## BEGIN

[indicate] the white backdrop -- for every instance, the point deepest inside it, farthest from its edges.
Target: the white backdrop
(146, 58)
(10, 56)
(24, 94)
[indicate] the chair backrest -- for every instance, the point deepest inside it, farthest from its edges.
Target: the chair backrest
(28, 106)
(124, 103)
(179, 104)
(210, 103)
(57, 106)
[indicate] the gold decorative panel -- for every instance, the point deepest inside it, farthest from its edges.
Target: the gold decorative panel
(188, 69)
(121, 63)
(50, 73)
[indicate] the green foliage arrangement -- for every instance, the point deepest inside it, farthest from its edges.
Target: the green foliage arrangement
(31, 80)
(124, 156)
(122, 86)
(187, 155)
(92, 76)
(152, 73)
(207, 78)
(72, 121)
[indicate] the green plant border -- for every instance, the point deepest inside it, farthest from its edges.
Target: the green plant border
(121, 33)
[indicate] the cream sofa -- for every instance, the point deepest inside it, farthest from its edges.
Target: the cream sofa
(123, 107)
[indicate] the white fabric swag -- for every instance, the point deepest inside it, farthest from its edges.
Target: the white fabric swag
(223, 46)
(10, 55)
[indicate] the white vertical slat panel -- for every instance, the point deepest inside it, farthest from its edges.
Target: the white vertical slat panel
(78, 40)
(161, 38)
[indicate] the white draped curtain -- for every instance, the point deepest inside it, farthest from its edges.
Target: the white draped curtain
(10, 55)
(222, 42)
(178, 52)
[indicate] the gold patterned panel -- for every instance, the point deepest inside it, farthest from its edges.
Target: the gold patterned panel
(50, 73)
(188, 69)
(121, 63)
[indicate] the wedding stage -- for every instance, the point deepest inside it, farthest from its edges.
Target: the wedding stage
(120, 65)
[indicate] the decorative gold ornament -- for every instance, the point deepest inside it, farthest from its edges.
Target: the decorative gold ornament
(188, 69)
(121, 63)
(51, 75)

## END

WHAT THE EXERCISE ASKS: Please rewrite the records from the line holding "[indicate] the wedding" through the last line of the records, inclusive, keeping every request line unchanged. Shift each coordinate in the answer points by adding -139 to it.

WRITTEN SOLUTION:
[indicate] the wedding stage -- for every instance, the point deepest inside it, farthest from its edges.
Target: the wedding stage
(-19, -74)
[indicate] the decorative gold ornament -- for every instance, the point deepest inside it, farthest from its edges.
Target: the decorative gold ornament
(49, -70)
(-18, -76)
(-88, -64)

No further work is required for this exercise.